_Entries_.

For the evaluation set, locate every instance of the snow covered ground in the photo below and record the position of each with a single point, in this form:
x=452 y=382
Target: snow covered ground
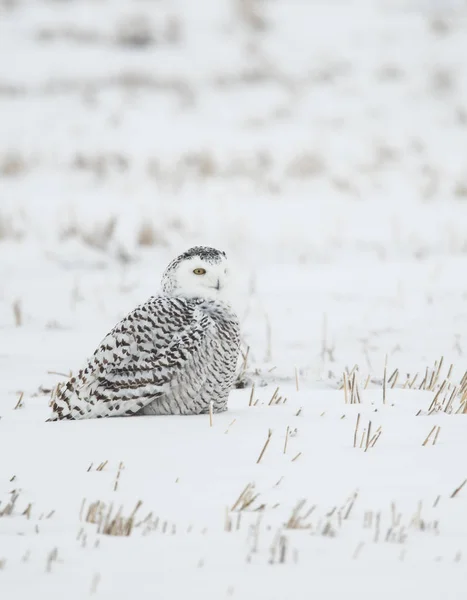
x=323 y=146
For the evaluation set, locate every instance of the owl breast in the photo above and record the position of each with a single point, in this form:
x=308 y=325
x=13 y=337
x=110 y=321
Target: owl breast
x=210 y=374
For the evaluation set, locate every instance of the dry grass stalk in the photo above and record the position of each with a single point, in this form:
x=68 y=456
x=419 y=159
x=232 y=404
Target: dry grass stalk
x=357 y=551
x=8 y=508
x=368 y=436
x=352 y=389
x=51 y=558
x=245 y=359
x=385 y=379
x=345 y=385
x=458 y=489
x=286 y=439
x=448 y=376
x=94 y=583
x=246 y=498
x=429 y=435
x=362 y=438
x=393 y=375
x=19 y=404
x=107 y=523
x=436 y=376
x=448 y=407
x=296 y=520
x=375 y=438
x=17 y=313
x=250 y=403
x=356 y=431
x=273 y=398
x=265 y=446
x=425 y=381
x=117 y=478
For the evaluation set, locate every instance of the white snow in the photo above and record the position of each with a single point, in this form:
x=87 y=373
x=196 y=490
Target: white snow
x=322 y=145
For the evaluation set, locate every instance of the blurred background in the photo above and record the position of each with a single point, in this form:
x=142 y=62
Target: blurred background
x=322 y=144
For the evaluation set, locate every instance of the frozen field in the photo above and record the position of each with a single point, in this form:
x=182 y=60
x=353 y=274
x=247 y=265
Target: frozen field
x=323 y=146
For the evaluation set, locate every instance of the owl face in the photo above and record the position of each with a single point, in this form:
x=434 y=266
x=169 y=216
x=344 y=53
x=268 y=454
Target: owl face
x=198 y=273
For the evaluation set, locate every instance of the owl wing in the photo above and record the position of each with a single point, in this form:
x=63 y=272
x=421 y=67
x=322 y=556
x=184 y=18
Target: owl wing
x=142 y=358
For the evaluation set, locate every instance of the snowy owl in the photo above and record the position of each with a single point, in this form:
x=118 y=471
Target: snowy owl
x=174 y=354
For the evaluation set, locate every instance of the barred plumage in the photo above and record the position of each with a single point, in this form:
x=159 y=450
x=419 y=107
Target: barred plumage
x=174 y=354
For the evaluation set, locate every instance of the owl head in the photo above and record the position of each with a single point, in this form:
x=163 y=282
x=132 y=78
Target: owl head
x=200 y=272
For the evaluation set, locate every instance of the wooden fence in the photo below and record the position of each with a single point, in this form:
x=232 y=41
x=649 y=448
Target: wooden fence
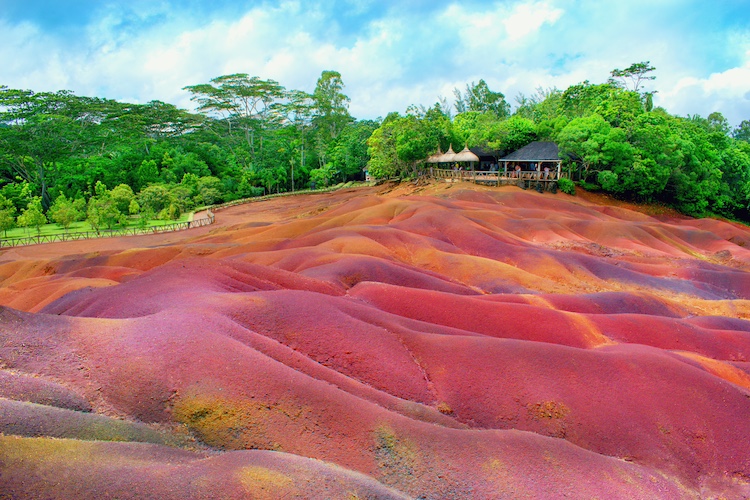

_Aim of the exercise_. Please rewrite all the entries above, changing "evaluation set" to "test set" wherever it occurs and keeping everything else the same. Leave the pictures out.

_Expected answer_.
For the test set, locate every instance of the snow covered ground in the photo below and record the position of each with a single point, in this form:
x=452 y=382
Target: snow covered ground
x=323 y=146
For the test set, locate every instance of the owl breast in the photo above and record the position of each with a single point, in this form:
x=308 y=325
x=13 y=337
x=110 y=321
Target: owl breast
x=210 y=374
For the test set, locate every instance of the dry grass stalk in the photo above and record the position of each with a single point, in this form:
x=68 y=456
x=419 y=159
x=232 y=404
Target: dry grass stalk
x=357 y=551
x=8 y=508
x=368 y=436
x=352 y=389
x=51 y=558
x=245 y=359
x=385 y=379
x=345 y=385
x=458 y=489
x=286 y=439
x=448 y=376
x=94 y=583
x=246 y=498
x=429 y=435
x=362 y=438
x=393 y=375
x=19 y=404
x=107 y=523
x=436 y=376
x=448 y=407
x=296 y=520
x=375 y=438
x=17 y=313
x=250 y=403
x=356 y=431
x=273 y=398
x=265 y=446
x=425 y=381
x=117 y=478
For the test set, locate every instance of the white snow in the photo above and record the position of each with a single point, in this form:
x=87 y=373
x=196 y=490
Target: white snow
x=322 y=145
For the test set, locate every instance of the blurred background in the photo above and record the position of each with a single point, in this form:
x=142 y=62
Target: blurred background
x=322 y=144
For the test set, locate every instance of the frozen field in the photo above and record the position of each with a single point, in this form:
x=182 y=60
x=353 y=274
x=247 y=265
Target: frozen field
x=323 y=146
For the test set, locate every instance of the owl face in the photo above and record the position of each with a single point, in this form:
x=434 y=266
x=169 y=216
x=344 y=53
x=268 y=454
Target: owl face
x=198 y=273
For the test set, locate every instance of the owl wing in the photo above and record the position of each with a single point, in this form:
x=63 y=272
x=421 y=67
x=322 y=556
x=184 y=18
Target: owl wing
x=142 y=358
For the test set, locate every instance of the snowy owl in the photo above and record the position of each with a single point, in this form:
x=118 y=471
Target: snowy owl
x=174 y=354
For the test set, locate every instance of the barred plumage in the photo above and record the position of each with a single point, in this form:
x=159 y=450
x=419 y=107
Target: barred plumage
x=174 y=354
For the test set, locate every instance of the owl head in the photo above and record the position of each with a single point, in this form:
x=163 y=282
x=132 y=78
Target: owl head
x=200 y=272
For the test set, locate every instance of the wooden fence in the photo below and record the position of each with a single point, in this form:
x=232 y=41
x=649 y=448
Target: wooden fence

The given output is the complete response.